[Passage given]
This conceptual risk has been smoothed by the arrival in the rehearsal room of the Spanish counter-tenor Flavio Oliver (see panel). Having played Orfeo in six productions, and with a background in circus and dance, he is enthusiastic about Bolger's ideas. Bolger says: "He's a very physical performer and is willing to try anything. This gives me so much freedom, since he doesn't mind singing while upside down and can pick up movement phrases really quickly. In fact at times I've had to hold him back and say, hang on, pace yourself, it'll be a long night. He's onstage for the whole opera, so he really has to hold your attention and pace the emotional line.

"I've also worked a lot with the chorus, and they are moving more than they normally do. There's often uncertainty about what to do with a large group of singers, but I've tried to get them to integrate their singing and physical movement, which not only helps the dynamic of their singing but is also really important in the telling of the story. I've also asked the dancers to mouth some of the choruses, so that they're included as part of the storytelling."

This blurring of art forms reflects the spirit of Gluck, who felt dance should be integral to opera, helping it to flow rather than holding it up, as the static, formal dances of the time could do. He also favoured the naturalism of simple melodies, harmonies and speech rhythms that drove the drama forward. Bolger's unaffected movements complement these musical values, and his reflective Orfeo mirrors the notion of enlightened man that is at the core of the opera.

[Requirements]
According to the passage on Bolger's staging of Gluck's Orfeo, what did Bolger ask the dancers to do so that they would be included in the storytelling?

[Entries]

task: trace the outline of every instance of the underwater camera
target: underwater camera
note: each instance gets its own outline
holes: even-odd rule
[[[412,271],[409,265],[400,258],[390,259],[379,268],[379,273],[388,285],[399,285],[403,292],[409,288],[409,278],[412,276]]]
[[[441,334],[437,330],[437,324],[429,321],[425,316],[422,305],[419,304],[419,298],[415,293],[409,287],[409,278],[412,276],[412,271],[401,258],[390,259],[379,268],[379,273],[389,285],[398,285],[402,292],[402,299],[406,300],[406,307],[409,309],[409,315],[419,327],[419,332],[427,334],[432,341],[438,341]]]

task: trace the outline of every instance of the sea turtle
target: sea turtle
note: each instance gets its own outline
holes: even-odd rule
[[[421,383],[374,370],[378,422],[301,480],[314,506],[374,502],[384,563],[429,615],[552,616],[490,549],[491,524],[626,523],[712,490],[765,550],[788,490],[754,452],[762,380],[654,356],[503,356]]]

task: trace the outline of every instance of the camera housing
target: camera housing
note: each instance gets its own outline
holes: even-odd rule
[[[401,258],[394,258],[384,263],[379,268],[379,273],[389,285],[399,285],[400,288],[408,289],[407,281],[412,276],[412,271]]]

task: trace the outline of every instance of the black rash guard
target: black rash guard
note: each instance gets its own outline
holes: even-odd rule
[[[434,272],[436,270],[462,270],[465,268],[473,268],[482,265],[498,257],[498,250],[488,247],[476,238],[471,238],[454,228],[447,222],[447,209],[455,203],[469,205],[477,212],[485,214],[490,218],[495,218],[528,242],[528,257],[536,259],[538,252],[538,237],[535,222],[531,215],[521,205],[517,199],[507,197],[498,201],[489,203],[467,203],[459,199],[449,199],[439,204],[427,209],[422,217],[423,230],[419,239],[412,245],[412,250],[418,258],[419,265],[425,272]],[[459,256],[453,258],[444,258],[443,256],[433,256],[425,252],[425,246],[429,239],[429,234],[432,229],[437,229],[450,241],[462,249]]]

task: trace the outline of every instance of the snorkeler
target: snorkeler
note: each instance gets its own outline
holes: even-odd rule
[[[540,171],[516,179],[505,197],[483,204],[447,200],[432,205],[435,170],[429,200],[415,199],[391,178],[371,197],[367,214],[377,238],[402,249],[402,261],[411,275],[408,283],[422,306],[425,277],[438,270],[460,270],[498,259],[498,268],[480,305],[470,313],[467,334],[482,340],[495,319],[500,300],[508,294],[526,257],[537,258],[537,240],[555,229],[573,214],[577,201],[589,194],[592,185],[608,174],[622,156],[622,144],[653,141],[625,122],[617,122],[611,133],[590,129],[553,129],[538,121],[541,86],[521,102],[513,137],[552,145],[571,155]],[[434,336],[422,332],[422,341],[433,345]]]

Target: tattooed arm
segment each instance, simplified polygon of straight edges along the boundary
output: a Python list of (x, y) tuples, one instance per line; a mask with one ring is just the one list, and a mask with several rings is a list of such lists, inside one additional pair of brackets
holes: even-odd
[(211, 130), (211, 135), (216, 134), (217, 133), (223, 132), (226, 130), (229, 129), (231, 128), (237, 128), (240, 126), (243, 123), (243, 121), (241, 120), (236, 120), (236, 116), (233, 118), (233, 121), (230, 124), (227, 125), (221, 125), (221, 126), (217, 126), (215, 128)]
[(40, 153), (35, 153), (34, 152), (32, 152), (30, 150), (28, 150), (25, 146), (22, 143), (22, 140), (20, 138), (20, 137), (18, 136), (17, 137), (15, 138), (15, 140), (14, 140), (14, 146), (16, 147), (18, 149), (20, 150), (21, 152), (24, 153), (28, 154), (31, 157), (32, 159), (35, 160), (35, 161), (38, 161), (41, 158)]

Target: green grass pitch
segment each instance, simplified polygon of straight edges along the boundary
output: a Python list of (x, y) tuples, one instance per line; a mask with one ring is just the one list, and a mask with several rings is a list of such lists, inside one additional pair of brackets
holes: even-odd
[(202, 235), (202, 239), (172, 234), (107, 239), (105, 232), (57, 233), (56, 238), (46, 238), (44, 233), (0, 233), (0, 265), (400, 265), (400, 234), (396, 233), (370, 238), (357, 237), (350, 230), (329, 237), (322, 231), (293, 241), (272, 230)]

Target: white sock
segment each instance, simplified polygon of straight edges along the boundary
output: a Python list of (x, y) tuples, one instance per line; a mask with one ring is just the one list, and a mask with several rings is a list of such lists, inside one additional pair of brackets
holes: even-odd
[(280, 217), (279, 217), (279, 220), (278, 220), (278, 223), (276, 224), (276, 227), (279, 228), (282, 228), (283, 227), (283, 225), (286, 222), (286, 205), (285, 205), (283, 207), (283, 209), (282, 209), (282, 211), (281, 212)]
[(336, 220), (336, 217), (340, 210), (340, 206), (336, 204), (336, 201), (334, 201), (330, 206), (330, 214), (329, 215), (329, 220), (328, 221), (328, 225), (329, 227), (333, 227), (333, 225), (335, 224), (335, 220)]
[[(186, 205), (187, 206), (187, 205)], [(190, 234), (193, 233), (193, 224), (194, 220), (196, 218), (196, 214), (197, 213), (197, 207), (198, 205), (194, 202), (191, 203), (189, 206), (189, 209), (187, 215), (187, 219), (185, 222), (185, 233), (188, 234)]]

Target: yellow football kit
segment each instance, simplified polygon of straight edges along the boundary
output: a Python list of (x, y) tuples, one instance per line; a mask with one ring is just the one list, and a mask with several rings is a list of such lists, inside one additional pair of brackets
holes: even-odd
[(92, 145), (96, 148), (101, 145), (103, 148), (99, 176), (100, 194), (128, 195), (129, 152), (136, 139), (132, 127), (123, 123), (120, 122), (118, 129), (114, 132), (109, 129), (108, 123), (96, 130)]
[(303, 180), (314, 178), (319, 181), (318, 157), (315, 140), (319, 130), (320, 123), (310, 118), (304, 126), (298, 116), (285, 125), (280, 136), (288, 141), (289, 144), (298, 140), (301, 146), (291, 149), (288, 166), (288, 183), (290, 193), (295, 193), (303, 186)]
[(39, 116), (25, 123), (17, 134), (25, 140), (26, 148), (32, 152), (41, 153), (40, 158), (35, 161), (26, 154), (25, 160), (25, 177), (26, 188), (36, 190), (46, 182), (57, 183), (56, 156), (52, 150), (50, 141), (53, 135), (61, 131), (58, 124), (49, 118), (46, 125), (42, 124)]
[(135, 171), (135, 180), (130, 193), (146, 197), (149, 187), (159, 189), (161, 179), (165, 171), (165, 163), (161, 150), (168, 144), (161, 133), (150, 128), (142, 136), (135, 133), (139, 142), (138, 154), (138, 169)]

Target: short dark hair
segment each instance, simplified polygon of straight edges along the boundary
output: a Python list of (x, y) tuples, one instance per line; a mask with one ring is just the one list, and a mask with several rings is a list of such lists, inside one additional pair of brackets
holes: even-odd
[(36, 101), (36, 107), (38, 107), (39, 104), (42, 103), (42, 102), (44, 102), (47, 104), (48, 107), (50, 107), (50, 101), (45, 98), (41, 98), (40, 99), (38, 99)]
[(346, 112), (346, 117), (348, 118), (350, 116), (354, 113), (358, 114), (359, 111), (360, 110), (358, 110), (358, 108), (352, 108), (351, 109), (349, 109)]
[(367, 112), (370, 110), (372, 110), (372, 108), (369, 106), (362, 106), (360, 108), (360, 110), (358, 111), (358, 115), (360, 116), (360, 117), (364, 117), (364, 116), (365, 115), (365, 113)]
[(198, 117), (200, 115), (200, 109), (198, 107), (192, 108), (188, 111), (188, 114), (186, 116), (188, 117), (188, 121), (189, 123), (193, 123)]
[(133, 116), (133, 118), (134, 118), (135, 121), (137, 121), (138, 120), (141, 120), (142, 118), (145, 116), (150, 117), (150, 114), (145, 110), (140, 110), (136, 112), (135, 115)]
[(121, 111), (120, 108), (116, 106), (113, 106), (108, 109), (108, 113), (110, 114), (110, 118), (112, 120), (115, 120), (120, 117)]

[Exercise solution]
He asked them to mouth some of the choruses.